* [INSTRUCTIONS FOR THE TASK] In the film plot excerpt, where is Matthews wounded by the sniper's first shot?

* [PAGE EXCERPT]
Alone, Isaac takes cover behind an unsteady wall and tends to his wounds. The sniper has a radio tuned into the American channel, and uses it to communicate with Isaac initially under the pretense of being a high ranking allied soldier at another site. The deception allows the sniper to get other useful information from Isaac. Throughout their various one-sided attempts at conversation, we learn that the sniper does not claim to be the mythical Juba mentioned earlier in the film, a nom de guerre for various Iraqi Insurgent snipers notorious for filming their attacks on American soldiers.

Matthews regains consciousness and subtly gets Isaac's attention that he is still alive. Matthews slowly crawls towards his rifle in the midst of the dusty wind while Isaac distracts Juba with small talk. Matthews believes that the sniper is hiding at the top of some rubble nearby and fires in that direction. The dusty wind settles quickly. The sniper sees Matthews and fires, injuring Matthews in the left shoulder as he crawled towards the wall, and kills him with a second shot.

* [DATA LISTING]
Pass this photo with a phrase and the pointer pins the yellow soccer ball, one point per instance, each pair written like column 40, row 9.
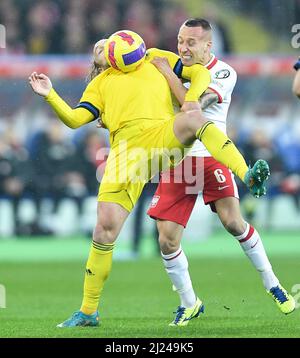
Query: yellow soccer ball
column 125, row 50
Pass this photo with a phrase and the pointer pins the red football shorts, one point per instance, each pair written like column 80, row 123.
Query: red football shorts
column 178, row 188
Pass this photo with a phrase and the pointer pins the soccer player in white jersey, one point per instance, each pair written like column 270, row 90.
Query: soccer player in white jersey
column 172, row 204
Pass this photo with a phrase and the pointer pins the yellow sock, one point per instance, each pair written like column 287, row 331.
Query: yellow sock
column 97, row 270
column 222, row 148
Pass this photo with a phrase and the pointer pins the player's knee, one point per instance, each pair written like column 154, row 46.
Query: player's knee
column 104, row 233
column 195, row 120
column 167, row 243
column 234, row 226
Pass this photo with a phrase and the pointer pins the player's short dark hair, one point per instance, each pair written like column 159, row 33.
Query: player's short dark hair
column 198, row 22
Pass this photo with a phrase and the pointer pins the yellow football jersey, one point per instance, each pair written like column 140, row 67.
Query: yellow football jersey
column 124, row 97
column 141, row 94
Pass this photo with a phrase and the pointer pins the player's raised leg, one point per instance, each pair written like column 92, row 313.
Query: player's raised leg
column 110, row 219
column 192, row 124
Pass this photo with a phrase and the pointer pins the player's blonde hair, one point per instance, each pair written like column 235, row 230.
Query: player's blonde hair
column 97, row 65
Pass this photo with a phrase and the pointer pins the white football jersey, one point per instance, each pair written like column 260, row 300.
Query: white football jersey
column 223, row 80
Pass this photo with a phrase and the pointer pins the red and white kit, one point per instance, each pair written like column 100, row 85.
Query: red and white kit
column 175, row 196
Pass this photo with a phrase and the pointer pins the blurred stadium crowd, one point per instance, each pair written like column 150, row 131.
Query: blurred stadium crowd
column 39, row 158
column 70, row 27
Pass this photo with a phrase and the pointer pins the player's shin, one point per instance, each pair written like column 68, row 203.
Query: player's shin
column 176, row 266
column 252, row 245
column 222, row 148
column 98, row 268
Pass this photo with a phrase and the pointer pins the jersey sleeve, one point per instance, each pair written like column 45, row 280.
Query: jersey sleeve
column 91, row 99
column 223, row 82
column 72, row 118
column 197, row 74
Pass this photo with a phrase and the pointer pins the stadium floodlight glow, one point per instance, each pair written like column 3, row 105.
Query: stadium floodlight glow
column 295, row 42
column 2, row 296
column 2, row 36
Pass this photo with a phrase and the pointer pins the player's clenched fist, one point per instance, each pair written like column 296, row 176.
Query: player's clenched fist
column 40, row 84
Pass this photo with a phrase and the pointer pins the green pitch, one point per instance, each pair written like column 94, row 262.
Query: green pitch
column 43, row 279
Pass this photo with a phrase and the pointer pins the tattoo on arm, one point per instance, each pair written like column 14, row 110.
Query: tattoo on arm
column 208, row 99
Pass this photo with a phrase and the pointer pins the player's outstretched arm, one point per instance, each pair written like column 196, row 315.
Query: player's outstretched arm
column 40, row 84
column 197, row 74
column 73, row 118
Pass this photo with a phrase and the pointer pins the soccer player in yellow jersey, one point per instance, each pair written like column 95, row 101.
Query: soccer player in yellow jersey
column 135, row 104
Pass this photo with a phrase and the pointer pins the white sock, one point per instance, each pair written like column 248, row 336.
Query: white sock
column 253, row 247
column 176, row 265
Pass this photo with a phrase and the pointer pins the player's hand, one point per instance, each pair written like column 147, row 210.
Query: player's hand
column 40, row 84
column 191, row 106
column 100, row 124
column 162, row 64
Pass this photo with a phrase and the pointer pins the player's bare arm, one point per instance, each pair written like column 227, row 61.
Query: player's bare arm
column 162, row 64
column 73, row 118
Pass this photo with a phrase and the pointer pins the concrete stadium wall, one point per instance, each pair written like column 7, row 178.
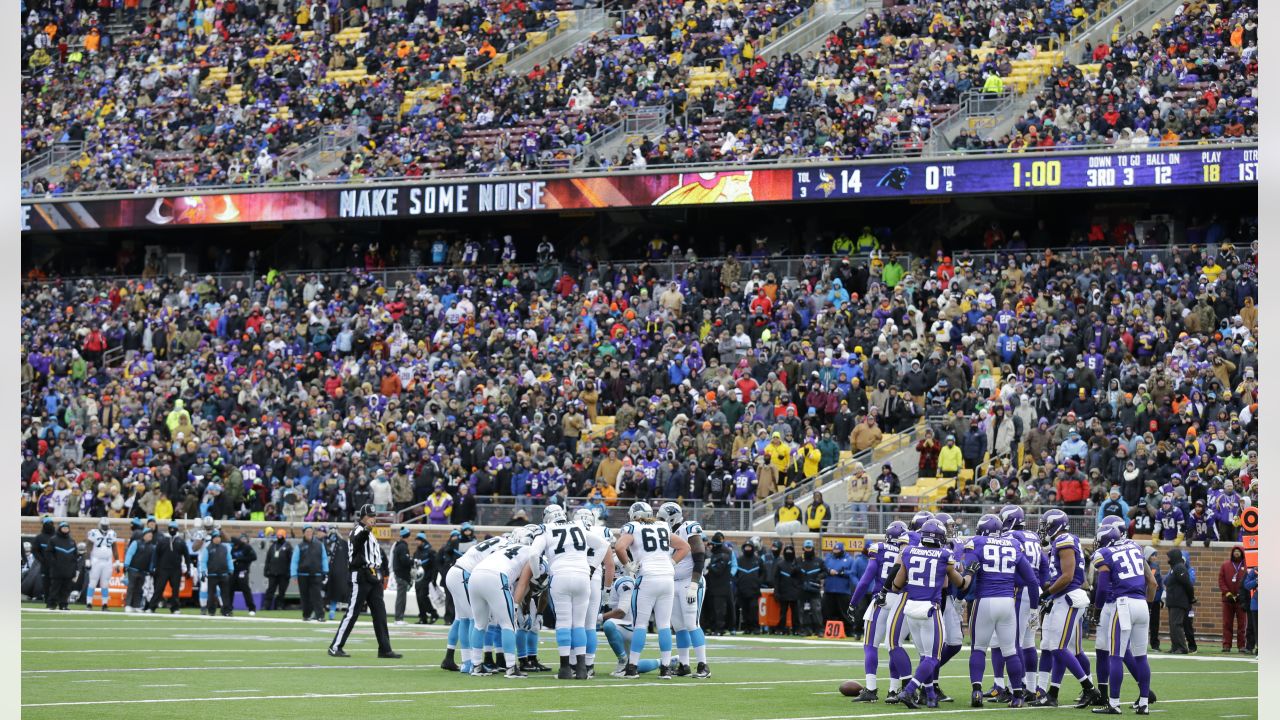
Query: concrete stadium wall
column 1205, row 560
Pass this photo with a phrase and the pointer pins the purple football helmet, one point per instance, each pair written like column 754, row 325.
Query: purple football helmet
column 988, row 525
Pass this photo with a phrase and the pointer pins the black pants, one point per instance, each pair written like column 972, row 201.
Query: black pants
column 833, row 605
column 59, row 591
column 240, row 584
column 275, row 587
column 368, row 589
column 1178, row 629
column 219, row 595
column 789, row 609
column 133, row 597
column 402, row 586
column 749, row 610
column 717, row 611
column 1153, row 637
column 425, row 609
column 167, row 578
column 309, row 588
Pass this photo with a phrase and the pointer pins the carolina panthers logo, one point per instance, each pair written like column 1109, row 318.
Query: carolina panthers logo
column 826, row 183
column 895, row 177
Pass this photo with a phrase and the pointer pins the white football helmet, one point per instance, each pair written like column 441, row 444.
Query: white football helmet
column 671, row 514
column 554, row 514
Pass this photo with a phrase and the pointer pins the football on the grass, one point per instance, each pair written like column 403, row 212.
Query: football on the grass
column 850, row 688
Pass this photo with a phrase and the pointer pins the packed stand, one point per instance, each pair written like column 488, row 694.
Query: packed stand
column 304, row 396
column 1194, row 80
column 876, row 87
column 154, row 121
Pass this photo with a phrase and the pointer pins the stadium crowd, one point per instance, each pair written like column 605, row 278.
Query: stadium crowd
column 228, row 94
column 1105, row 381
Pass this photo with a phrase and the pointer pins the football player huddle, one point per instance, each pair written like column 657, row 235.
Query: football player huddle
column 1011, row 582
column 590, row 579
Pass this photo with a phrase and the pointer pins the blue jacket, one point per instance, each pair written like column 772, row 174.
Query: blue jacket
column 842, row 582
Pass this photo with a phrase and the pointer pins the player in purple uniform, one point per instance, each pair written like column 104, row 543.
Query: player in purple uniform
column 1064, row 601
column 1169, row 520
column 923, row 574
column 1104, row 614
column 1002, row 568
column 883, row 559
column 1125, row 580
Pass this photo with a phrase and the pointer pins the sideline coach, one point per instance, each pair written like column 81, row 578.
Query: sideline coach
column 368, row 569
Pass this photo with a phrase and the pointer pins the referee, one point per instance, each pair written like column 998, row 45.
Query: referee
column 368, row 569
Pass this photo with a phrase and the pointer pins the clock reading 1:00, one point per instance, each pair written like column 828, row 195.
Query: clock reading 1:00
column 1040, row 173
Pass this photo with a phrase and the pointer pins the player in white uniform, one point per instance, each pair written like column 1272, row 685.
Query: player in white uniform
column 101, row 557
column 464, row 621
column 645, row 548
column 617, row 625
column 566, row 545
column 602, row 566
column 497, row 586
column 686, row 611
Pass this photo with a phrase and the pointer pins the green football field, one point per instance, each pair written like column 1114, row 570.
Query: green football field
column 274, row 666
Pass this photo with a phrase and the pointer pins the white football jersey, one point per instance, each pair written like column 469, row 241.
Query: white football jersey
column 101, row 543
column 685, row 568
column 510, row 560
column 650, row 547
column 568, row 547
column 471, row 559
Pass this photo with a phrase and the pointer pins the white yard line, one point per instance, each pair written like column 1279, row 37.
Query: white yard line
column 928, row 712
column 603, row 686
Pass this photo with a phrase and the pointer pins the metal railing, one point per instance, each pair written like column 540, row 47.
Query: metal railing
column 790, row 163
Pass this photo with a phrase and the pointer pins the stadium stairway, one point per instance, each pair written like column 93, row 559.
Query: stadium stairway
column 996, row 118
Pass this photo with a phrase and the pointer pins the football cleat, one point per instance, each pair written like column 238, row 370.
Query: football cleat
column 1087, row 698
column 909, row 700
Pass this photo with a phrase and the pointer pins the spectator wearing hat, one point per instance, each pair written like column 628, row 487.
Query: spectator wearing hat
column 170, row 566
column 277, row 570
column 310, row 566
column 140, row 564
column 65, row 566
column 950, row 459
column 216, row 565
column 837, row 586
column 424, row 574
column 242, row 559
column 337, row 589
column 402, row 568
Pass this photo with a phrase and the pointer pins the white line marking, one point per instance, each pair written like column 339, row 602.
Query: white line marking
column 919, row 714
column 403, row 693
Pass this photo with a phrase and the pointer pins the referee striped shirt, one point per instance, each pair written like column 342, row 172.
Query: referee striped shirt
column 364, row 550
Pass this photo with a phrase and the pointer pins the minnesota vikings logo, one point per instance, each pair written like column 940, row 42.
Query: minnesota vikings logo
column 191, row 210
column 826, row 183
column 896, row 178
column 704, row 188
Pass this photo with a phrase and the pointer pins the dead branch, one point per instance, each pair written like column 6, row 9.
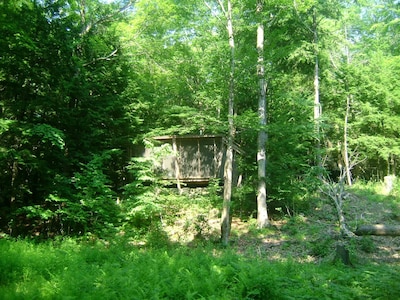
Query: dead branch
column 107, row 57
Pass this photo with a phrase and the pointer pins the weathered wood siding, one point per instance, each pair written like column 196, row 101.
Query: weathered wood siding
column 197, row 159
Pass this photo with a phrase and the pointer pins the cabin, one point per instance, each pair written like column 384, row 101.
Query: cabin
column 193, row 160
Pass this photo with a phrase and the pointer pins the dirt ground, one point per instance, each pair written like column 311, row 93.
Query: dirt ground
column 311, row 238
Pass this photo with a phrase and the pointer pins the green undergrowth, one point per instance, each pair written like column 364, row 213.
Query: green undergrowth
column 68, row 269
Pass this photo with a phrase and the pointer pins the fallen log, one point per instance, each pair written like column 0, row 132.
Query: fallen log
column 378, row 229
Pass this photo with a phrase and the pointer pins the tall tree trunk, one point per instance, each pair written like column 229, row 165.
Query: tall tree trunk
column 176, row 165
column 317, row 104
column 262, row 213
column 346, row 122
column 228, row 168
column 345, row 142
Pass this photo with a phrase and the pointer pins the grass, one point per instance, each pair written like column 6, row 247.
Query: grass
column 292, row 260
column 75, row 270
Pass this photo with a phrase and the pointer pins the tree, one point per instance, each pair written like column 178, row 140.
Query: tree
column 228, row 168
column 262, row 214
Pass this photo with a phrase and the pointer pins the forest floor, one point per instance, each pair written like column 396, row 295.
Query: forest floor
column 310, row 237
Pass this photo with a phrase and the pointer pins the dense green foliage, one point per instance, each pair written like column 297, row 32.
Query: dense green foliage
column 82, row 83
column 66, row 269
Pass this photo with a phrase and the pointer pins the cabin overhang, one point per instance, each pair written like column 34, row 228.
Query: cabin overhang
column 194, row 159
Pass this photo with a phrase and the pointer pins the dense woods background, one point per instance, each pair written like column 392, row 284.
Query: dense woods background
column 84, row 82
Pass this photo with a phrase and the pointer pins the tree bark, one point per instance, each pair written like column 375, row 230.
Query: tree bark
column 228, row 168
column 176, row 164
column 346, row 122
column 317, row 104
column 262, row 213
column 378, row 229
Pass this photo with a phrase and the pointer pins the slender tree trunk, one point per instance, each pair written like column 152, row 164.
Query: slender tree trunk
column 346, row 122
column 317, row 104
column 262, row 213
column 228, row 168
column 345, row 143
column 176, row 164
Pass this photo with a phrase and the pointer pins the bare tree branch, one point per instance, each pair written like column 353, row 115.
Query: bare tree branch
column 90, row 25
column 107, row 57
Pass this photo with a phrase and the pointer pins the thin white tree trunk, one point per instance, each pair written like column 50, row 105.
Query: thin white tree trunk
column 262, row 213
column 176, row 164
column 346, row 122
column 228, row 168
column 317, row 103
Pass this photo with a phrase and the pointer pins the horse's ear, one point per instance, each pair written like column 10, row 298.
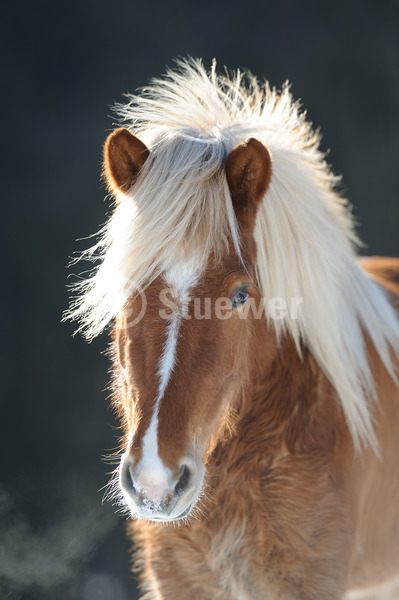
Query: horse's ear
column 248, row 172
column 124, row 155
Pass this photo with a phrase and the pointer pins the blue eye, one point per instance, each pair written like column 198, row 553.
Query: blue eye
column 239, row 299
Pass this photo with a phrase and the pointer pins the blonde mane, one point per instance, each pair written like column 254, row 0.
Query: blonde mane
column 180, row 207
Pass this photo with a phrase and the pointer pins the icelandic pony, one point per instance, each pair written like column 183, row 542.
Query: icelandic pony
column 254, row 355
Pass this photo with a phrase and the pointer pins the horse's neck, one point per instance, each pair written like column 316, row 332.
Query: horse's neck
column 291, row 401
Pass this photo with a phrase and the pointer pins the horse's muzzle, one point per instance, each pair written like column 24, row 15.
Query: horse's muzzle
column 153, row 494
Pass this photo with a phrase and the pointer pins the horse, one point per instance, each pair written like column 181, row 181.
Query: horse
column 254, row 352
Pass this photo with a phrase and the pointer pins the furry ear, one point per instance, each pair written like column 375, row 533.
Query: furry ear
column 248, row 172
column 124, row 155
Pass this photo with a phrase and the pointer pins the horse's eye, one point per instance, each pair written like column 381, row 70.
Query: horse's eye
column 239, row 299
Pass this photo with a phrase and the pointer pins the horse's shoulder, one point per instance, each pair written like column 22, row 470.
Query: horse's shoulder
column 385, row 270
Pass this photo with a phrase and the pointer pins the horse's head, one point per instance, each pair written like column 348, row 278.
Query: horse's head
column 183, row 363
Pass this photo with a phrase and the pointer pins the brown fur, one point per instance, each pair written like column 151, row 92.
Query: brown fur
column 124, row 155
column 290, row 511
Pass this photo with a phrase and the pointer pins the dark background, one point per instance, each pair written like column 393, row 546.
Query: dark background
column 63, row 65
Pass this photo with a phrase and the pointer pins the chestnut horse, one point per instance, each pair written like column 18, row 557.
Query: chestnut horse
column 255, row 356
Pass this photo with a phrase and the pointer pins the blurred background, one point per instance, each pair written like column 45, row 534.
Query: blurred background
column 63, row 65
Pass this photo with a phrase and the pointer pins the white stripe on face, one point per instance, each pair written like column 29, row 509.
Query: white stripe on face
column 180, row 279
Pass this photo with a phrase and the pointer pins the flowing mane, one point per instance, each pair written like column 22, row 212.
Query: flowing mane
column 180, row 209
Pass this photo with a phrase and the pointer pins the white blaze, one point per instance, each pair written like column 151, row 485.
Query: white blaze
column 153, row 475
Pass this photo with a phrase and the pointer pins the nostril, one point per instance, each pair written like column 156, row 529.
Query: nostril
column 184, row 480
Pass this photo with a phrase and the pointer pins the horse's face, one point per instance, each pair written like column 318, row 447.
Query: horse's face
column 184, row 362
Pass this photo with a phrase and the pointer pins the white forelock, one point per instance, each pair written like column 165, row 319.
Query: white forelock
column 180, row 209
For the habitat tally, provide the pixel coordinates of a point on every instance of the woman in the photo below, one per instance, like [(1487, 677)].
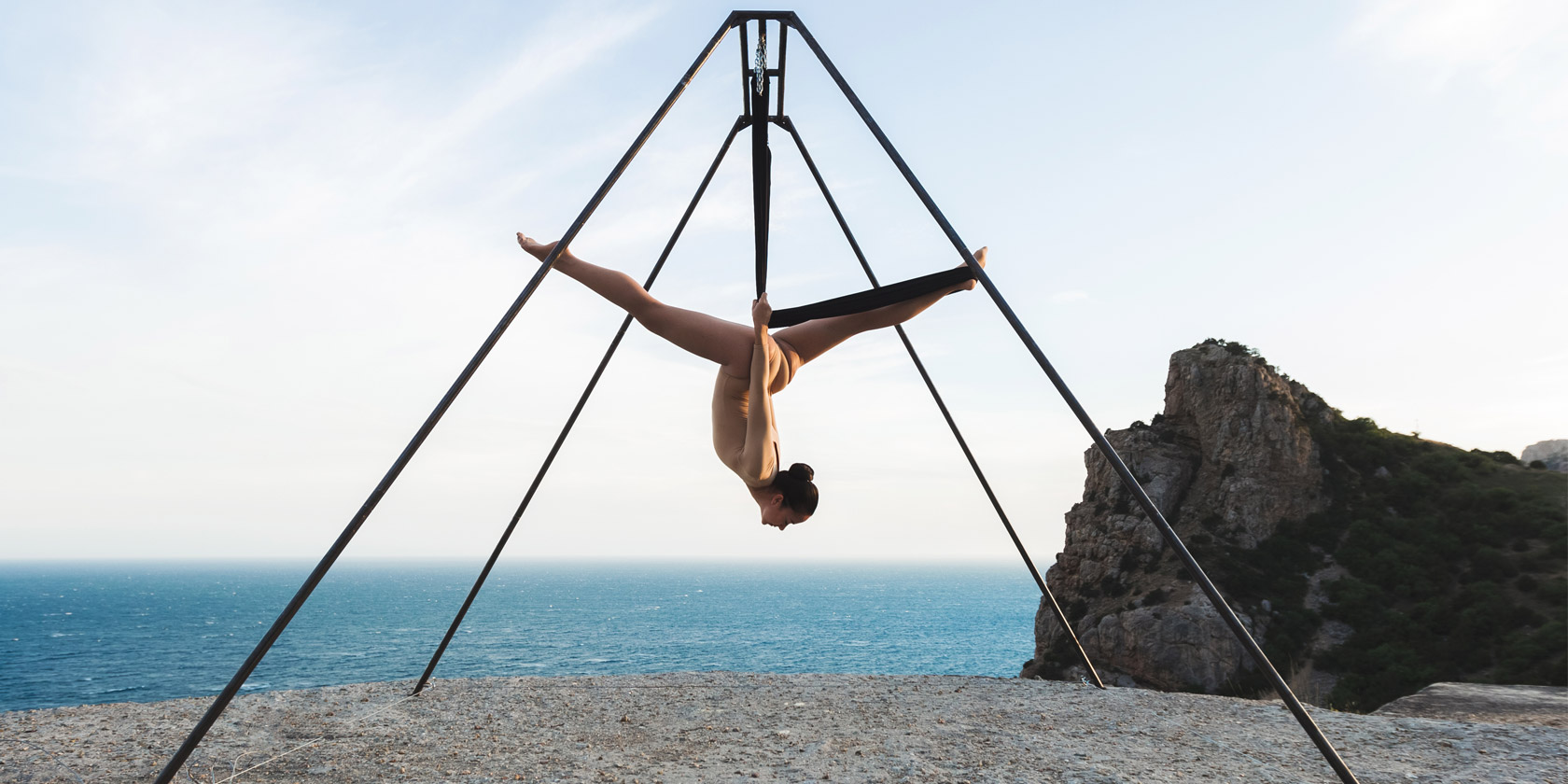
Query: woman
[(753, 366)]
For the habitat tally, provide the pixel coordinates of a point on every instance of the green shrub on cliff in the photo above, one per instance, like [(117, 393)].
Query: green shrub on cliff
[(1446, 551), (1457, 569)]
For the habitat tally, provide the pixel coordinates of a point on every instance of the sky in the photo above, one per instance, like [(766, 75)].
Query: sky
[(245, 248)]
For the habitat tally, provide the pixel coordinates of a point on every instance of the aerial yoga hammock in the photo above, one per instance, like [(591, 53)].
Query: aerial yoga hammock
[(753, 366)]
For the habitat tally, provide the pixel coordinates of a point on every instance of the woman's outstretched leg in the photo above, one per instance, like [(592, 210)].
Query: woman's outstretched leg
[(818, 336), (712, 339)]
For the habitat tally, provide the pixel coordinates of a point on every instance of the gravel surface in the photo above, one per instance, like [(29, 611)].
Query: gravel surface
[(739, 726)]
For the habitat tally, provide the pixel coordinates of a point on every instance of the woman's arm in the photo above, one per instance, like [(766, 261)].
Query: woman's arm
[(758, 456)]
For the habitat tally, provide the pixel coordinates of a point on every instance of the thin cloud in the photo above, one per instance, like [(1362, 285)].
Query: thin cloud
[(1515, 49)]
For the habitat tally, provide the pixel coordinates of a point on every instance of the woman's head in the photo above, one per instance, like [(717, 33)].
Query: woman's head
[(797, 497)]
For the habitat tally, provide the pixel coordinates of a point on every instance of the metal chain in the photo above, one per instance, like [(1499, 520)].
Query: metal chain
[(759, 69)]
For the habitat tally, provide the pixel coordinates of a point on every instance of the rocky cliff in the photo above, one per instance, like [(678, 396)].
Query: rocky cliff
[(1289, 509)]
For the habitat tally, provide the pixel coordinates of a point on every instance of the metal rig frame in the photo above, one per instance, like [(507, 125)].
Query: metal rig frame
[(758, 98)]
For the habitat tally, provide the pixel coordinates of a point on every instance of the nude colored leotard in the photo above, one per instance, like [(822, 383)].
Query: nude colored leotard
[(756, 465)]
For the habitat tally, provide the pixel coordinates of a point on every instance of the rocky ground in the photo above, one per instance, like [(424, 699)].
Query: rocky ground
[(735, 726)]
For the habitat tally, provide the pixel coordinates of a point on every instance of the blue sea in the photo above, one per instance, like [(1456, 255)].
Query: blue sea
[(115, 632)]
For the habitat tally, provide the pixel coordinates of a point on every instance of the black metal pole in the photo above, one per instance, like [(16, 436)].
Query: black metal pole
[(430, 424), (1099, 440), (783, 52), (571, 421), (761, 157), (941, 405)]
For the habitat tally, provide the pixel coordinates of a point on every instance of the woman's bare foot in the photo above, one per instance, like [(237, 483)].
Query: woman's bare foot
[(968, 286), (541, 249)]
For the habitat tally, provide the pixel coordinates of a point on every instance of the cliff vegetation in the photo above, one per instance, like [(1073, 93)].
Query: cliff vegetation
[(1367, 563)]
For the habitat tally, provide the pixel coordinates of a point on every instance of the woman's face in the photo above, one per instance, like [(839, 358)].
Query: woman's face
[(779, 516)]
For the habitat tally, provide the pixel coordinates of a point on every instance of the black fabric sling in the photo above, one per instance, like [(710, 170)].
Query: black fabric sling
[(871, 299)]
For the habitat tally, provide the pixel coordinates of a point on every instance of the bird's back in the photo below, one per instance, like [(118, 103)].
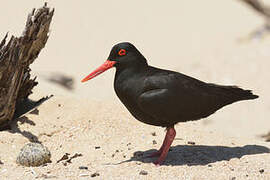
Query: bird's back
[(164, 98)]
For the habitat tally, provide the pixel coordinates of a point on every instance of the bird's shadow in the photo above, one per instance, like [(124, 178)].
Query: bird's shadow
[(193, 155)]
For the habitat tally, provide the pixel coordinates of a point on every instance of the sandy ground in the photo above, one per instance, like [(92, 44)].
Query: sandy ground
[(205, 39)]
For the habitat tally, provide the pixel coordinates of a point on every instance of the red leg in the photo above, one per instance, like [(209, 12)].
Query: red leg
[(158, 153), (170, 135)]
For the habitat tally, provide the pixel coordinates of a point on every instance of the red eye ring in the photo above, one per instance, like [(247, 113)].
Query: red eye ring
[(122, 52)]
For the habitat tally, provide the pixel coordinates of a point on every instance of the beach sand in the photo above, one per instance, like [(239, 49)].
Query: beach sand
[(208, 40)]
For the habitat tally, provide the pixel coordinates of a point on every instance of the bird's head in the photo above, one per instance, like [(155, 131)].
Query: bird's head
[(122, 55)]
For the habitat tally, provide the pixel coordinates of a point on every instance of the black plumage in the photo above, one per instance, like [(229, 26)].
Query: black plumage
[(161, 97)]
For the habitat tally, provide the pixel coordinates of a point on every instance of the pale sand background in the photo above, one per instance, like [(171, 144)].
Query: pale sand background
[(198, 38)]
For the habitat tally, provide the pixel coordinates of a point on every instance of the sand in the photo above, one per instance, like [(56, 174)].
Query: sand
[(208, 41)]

* [RESPONSE BOX] In the left shoulder.